Exercise requirements >>
Please turn every line of the material below into a Markdown table with the columns Row and Line, numbering each line and leaving out blank lines. Omit the pictures from your answer.

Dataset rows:
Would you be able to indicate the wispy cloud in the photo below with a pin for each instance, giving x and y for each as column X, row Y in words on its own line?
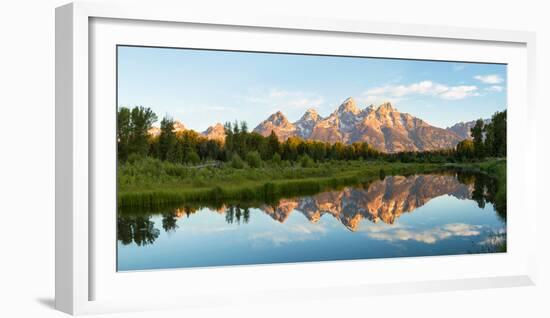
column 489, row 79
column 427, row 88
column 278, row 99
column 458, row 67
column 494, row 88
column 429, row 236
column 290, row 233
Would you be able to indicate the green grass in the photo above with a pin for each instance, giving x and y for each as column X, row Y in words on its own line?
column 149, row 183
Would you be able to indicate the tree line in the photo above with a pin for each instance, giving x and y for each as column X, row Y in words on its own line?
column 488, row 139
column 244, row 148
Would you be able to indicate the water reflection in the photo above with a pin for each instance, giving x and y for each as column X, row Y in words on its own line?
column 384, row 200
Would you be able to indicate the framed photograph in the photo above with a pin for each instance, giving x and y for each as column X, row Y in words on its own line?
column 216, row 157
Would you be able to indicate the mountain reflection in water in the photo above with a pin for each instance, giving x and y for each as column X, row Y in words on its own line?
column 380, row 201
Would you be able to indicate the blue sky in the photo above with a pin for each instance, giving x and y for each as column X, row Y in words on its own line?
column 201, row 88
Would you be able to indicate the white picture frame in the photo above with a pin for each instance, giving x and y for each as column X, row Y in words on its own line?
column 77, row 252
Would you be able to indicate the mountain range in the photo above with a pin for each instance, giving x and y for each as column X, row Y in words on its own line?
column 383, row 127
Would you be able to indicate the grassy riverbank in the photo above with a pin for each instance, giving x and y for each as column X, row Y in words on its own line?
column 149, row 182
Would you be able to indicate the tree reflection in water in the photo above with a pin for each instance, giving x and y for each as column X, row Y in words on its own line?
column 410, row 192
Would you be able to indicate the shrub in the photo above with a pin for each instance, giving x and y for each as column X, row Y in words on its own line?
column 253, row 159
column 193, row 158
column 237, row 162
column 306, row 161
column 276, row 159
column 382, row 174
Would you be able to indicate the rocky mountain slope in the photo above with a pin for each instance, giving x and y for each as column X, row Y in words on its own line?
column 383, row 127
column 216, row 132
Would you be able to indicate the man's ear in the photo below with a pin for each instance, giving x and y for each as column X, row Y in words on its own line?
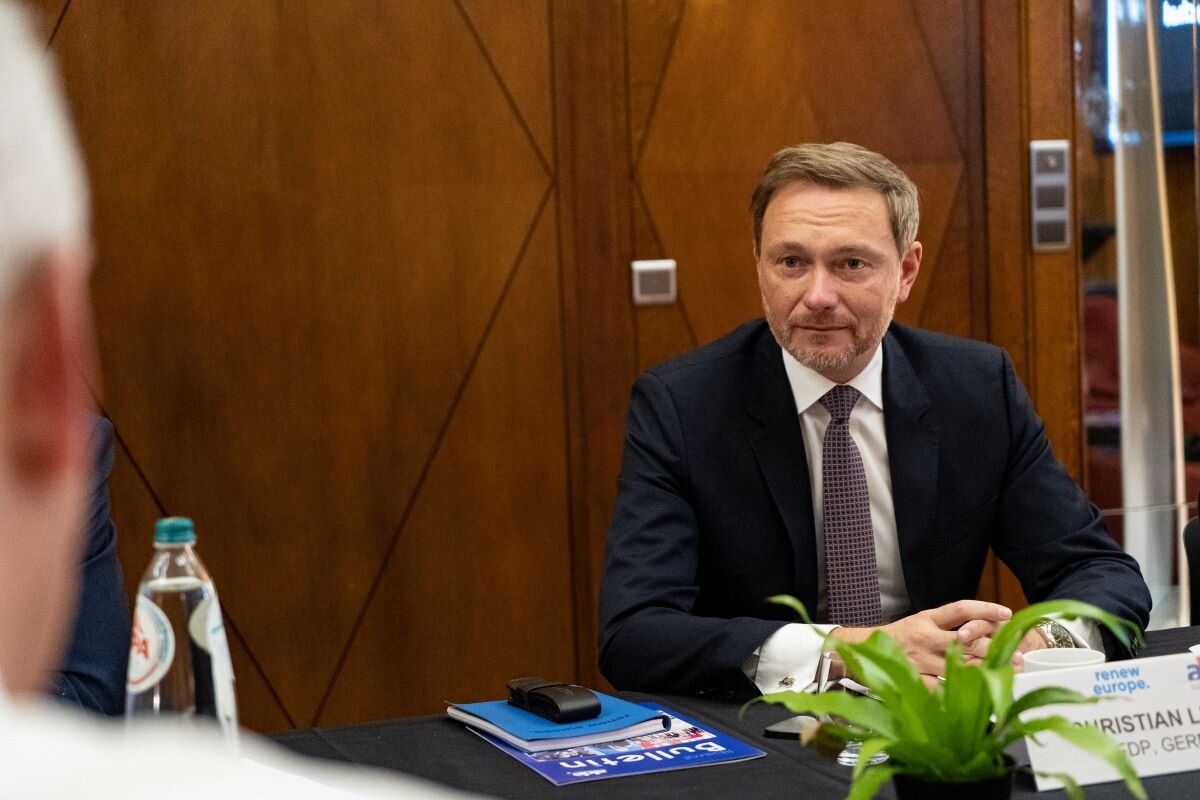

Solution to this task >>
| Row | Line |
|---|---|
| 1 | Would you be able to indicate the wispy cloud in the photo below with a pin for each instance, giving x and y for each as column X, row Y in words on its own line? |
| 2 | column 489, row 79 |
| 3 | column 427, row 88 |
| 4 | column 278, row 99 |
| 5 | column 458, row 67 |
| 6 | column 494, row 88 |
| 7 | column 429, row 236 |
| 8 | column 290, row 233 |
| 9 | Would you be able to indicate the green grass in the photo above with a pin for each instance, giving x and y for each as column X, row Y in words on its own line? |
| 10 | column 149, row 183 |
| 11 | Would you be able to indicate the tree line in the photo above with a pin for each instance, giving x and y for each as column X, row Y in words on its own line? |
| 12 | column 488, row 139 |
| 13 | column 244, row 148 |
| 14 | Would you be able to indicate the water reflection in the photo above with a pin for each instance, giving x and y for each as column X, row Y in words on its own line? |
| 15 | column 384, row 200 |
| 16 | Would you be able to indicate the framed photograph in the photo above with a pin for each instance, giving x and y for each as column X, row Y in words on its own line? |
| 17 | column 216, row 157 |
| 18 | Would you be able to indicate the mountain reflection in water in the photo above with a pin for each instance, giving x and y for each as column X, row Y in words on its own line? |
| 19 | column 380, row 201 |
| 20 | Would you be able to indicate the blue sky in the photo above with a pin for each instance, giving x and y for each as column X, row Y in words on its own line? |
| 21 | column 201, row 88 |
| 22 | Would you be able to indicate the white picture frame in the photo above with a pin for each instance, giving x and y for each as column X, row Y in words on its own line? |
| 23 | column 77, row 252 |
| 24 | Would you be able to indicate the mountain range in the photo above with a pin for each instance, giving x and y for each as column X, row Y in words on its own line? |
| 25 | column 383, row 127 |
| 26 | Would you be able to indicate the grassy riverbank in the photo above with a pin for each instance, giving x and y for each as column X, row Y in words on its own line? |
| 27 | column 149, row 182 |
| 28 | Would you be able to indicate the tree reflection in water in the photo above with a pin for each instance, giving x and y for each as column X, row Y in words on its own line? |
| 29 | column 410, row 192 |
| 30 | Would you be able to indicate the shrub in the photo above with a pin for each instance, giving x and y for each as column X, row Y in words on its own line? |
| 31 | column 253, row 159 |
| 32 | column 193, row 158 |
| 33 | column 237, row 162 |
| 34 | column 306, row 161 |
| 35 | column 276, row 159 |
| 36 | column 382, row 174 |
| 37 | Would you be able to indicate the rocky mountain slope in the photo above with a pin for each instance, giving x and y for each as column X, row Y in words on its own line? |
| 38 | column 383, row 127 |
| 39 | column 216, row 132 |
| 40 | Would you be able to indicate the man's ear in the photo below with a pin for each instance, giving x and y for each as column X, row Y in words on its own line? |